Print only the lines from the top of the data through the line with "[[39, 94], [46, 111], [71, 121], [81, 112], [57, 85]]", both included, skipping every picture.

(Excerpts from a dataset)
"""
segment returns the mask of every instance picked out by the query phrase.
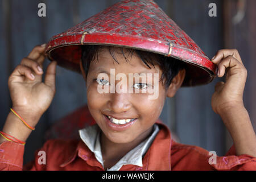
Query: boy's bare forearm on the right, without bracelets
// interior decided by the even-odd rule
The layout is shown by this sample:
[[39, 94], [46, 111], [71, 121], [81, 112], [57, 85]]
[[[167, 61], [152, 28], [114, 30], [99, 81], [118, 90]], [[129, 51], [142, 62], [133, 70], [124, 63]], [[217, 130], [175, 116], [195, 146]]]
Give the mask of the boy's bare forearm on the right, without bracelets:
[[220, 116], [233, 138], [236, 155], [247, 154], [256, 157], [256, 135], [245, 107], [226, 107]]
"""
PROBLEM SOLUTION:
segment returns the mask of every instance picked out by the query phrase.
Query: boy's bare forearm on the right, without bracelets
// interior decided by the even-odd rule
The layout is shown by this sample:
[[39, 94], [46, 111], [71, 121], [81, 112], [57, 85]]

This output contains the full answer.